** BEGIN Exercise materials **

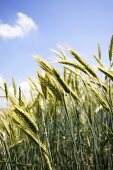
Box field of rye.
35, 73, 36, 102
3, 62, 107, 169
0, 36, 113, 170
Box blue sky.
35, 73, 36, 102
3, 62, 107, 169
0, 0, 113, 85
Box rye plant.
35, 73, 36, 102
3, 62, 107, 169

** END Exercise materials **

● **What the exercise asks**
Please turn the records, from the line containing "Box blue sky." through the final line, into a numbered list and leave out any blank lines.

● **Exercise answer**
1. Box blue sky.
2. 35, 73, 36, 102
3. 3, 62, 107, 169
4. 0, 0, 113, 85
5. Box rye plant.
6. 35, 73, 36, 102
7. 3, 62, 107, 169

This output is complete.